-- Задания --
a - Перечислите всех режиссеров, которых упоминает фрагмент о сценическом пространстве.
b - В каком году Станиславский, согласно фрагменту о сценическом пространстве, решает обратиться к Гордону Крэгу?
c - Продолжите фрагмент о сценическом пространстве, начав сразу после его последнего предложения.

-- Фрагмент текста --
★ ★ ★ ★ ★ ★ ★

Следующим этапом в развитии условной формы сценического пространства явились шесть лондонских спектаклей Гордона Крэга (1900—1903). Стремясь расширить пределы сцены, Крэг пристраивал к подмосткам огромный просцениум, убирал декорации, заменял их занавесями. Свет падал на его композиции сверху, с боков, из центра зрительного зала, подчиняясь не житейским, а чисто художественным импульсам. На смену английскому и французскому этапам развития символистской театральной концепции приходит немецкая вариация: «рельефная сцена» Мюнхенского театра Георга Фукса, маленькая, неглубокая, узкая. Фон должен быть не синим и далеким, как в лондонских спектаклях Крэга начала 900-х годов, и не выписанным стилизованным рисунком, как во французских спектаклях 1890-х годов, а светлым, рассеянным, с таким расчетом, чтобы фигура актера рельефно выступала из воздуха.
И вот наступает пора русских экспериментов в области пространства и искомого фона. Спектакли Всеволода Мейерхольда в театре на Офицерской так же, как и французские, имели живописные панно. Но Мейерхольд понял, что этого недостаточно. Пока он оставался в рамках символизма – в таких спектаклях, как «Сестра Беатриса» (1906), «Гедда Габлер» (1906), «жизнь человека» (1907), он находил музыкальные звучания живописных тонов, скульптурных групп, монотонной читки. Начиная с «Балаганчика» Блока (1907), Мейерхольд станет вести игру и в глубине сцены, и на самом краю просцениума, порой переступая линию рампы, все более усложняя свою сценическую палитру и эстетическую проблематику.
В размышлениях над проблемами пространства и фона Станиславский решает в 1908 г. обратиться к Гордону Крэгу, молодому английскому новатору, «специалисту по Шекспиру», как тогда говорили. Станиславский слышал об его экспериментах. И тут сразу же, забегая вперед, надо сказать следующее.
Встреча Станиславского и Крэга, стоившая столько крови обоим и составившая одну из драматичнейших глав в мировом театре нашего столетия, была как бы предуготована всем предыдущим развитием театральных бурь на рубеже двух столетий. Тот факт, что встреча эта произошла именно на «пьесе номер один» в мировом репертуарном океане – на «Гамлете» – должно рассматривать как крайне многозначительный, в высшей степени важный для обоих режиссеров и возымевший огромные, трудно поддающиеся учету последствия во всей истории театра XX в.
Вернемся, однако, к вопросу о пространстве. Станиславский, как уже сказано, жаждал нового, поэтически простого фона для актерского действия. То, что предложил ему Крэг, было даже для безудержной фантазии Станиславского невероятным, немыслимым. Станиславский хотел простоты, Крэг предложил, чтобы простота была движущейся, он продемонстрировал Станиславскому концепцию кинетического пространства, которая, как и предсказывал Станиславский, стала через полвека после их знаменательной встречи основой современного сценического языка[xx].
Концепция пространства, предложенная Эдвардом Гордоном Крэгом, завершила собой цикл развития символизма на сцене и сразу же вышла далеко за его пределы.
Совершилось освобождение пространства, и с этого мгновения стали возможны все последовавшие потом пространственные метаморфозы театра.

★ ★ ★ ★ ★ ★ ★

-- Список записей --
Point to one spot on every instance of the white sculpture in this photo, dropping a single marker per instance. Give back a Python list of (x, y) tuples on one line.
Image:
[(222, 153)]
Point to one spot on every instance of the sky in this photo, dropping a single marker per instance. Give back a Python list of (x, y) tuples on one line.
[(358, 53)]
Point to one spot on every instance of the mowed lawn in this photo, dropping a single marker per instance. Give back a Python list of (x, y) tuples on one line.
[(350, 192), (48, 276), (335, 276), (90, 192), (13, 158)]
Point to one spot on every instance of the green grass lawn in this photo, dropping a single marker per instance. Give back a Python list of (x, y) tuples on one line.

★ ★ ★ ★ ★ ★ ★

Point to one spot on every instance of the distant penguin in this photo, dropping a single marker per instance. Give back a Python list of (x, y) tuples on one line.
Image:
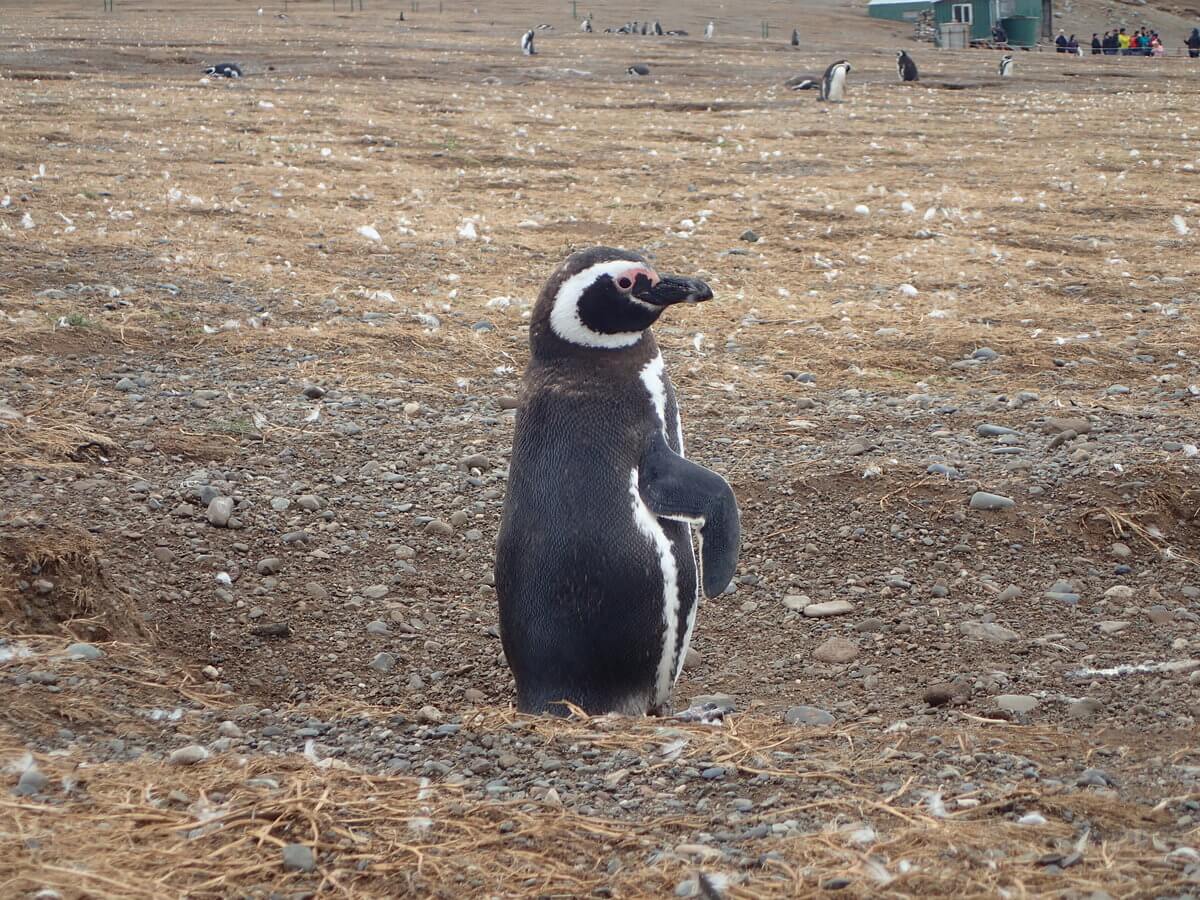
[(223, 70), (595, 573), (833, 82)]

★ ★ ★ ★ ★ ★ ★

-- Ответы к заданиям --
a - Гордон Крэг, Георг Фукс, Всеволод Мейерхольд, Станиславский.

b - В 1908 году.

c -
Крэг принес театру совершенно новое и неожиданное по тем временам восприятие самого понятия «внешний мир». Сценическая среда, как он ее воображал и мыслил, не зависела от конкретных — современных или старинных — реальных условий человеческого бытия. Странность и космичность крэговской сценической архитектуры в том виде, в каком она сформировалась в период с 1905 по 1911 г., состоит в том, что она – архитектура эта – не изображает ни экстерьер, ни интерьер; она вообще ничего не «изображает».
Однако она и не функционирует как настоящая, полезная архитектура. К стенам Крэга нельзя прислониться, они ни от чего не укрывают; его архитектура возникает, является и движется не в природных условиях, а в театральных. Поэтому в отличие от настоящего зодчества – она есть символ. Символ чего? Символ самого Пространства, как категории физической и философской. Крэговское пространство – пример символического тождества, попытка дать физическое и зримое воплощение философских категорий бесконечности и вечности. Но, кроме того, крэговское пространство есть также выражение состояния души и движения мысли, оно есть пространство внутреннее – структура. Именно в этом качестве принцип Крэга и привлек Станиславского.
«Невидимый мир» Крэга отличался от метерлинковского невидимого «трагизма в повседневности» тем, что исследовал не повседневное, не обыденное сознание, но – сознание, трагически вспыхнувшее, принужденное в некие страшные и избранные моменты явственно увидеть то, что в повседневном бытии человека зашифровано условными словесными обозначениями.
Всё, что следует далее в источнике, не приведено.